(Named-object pointing records)

*****

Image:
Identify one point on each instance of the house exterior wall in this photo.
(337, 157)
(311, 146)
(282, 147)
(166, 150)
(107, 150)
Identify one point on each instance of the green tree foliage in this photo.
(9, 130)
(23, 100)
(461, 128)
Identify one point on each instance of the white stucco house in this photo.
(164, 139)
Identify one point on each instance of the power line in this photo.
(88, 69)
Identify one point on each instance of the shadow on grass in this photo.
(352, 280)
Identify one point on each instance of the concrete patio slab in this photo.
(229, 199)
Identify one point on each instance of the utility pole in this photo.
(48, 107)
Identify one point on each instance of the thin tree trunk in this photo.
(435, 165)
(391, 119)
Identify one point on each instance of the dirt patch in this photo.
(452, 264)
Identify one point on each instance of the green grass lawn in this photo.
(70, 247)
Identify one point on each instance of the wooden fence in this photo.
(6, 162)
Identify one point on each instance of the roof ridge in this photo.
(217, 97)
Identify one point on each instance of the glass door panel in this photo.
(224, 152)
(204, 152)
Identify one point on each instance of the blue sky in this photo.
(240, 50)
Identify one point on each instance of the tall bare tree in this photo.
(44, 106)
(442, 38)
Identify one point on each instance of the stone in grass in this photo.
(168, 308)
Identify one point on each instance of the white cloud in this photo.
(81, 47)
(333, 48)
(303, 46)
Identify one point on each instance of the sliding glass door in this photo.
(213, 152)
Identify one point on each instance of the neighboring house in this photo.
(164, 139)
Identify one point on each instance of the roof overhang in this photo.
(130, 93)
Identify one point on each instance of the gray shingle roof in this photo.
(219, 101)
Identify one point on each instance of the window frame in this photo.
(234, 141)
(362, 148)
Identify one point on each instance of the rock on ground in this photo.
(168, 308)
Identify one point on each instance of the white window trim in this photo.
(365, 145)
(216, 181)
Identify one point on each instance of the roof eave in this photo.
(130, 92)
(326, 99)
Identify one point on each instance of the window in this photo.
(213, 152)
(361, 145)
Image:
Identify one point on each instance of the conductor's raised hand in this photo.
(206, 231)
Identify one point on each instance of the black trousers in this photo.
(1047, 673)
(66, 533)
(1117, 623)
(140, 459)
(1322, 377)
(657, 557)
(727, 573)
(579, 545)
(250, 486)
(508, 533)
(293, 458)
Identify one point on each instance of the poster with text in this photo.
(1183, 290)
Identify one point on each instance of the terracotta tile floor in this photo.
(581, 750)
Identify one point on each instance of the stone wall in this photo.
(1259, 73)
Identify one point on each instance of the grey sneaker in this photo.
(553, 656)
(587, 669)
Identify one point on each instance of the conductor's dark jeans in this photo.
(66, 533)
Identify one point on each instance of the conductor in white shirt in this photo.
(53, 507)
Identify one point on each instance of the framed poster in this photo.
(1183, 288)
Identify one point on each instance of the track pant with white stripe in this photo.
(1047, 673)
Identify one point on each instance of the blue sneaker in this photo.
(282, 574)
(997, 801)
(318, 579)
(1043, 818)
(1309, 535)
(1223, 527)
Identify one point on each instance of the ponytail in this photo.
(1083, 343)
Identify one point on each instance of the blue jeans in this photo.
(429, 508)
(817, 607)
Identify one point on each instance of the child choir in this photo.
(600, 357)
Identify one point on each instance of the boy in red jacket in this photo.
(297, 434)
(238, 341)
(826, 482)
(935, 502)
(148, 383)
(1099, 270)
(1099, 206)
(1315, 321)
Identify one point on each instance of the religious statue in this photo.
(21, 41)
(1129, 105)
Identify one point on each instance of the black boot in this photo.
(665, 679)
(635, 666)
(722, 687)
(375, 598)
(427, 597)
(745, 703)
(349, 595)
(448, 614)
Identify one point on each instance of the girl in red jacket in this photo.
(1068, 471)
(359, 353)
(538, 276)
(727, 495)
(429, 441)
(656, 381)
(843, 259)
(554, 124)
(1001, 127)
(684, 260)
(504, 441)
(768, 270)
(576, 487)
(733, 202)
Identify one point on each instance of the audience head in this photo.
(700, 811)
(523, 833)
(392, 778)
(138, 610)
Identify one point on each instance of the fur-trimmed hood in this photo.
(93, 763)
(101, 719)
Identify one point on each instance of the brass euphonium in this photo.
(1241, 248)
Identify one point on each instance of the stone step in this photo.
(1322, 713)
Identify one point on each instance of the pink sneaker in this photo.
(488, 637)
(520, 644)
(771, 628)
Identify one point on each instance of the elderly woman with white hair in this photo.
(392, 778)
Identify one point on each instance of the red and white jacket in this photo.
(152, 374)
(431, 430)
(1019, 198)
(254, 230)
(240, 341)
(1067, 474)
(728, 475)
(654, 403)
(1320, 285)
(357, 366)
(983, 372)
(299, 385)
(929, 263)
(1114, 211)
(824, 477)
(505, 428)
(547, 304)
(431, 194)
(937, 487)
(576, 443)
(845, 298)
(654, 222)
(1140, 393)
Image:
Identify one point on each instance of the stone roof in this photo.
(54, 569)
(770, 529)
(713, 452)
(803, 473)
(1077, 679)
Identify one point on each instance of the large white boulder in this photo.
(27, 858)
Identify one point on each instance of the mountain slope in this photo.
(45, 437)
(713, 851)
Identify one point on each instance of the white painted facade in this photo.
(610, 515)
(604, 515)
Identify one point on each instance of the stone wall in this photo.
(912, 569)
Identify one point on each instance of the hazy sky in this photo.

*****

• [What you will do] Revise the rows starting at the line that contains "Identify one point on each instance of the blue sneaker" and ending at the line that contains "(1322, 713)". Replace "red jacket" with "red coat" and leave everything else unchanged.

• [Task response]
Identify one point on each instance of the blue sneaker in this photo.
(282, 574)
(997, 801)
(318, 579)
(1043, 818)
(1309, 535)
(1223, 527)
Identify one point on each instance of the ponytail in this photo.
(1083, 343)
Identify one point on each instance of the blue jeans in this photo.
(429, 508)
(817, 607)
Identify one point on each instance of the child choir in this photo.
(600, 357)
Identify one point on each instance of the boy in red coat in this photo.
(297, 434)
(238, 341)
(826, 482)
(935, 502)
(148, 383)
(1099, 270)
(1099, 206)
(1315, 321)
Identify one point on each instance of the religious statue in this photo.
(21, 41)
(1129, 105)
Identify one point on each instance of the black boot in this photo.
(665, 679)
(635, 666)
(722, 687)
(375, 598)
(427, 597)
(745, 703)
(349, 595)
(448, 614)
Identify one point on each instance of the girl in red coat in this photo.
(1068, 471)
(359, 353)
(538, 276)
(727, 495)
(429, 441)
(656, 381)
(843, 259)
(554, 124)
(1001, 127)
(684, 260)
(504, 441)
(768, 270)
(576, 487)
(733, 202)
Identify one point on each instance of the audience head in this photo.
(700, 811)
(523, 833)
(392, 778)
(138, 610)
Identify one point on each instance of the fur-trimmed hood in this photo.
(93, 763)
(101, 719)
Identify one point on each instance of the brass euphonium in this photo.
(1241, 248)
Identify one point on each instance of the stone step in this photo.
(1322, 713)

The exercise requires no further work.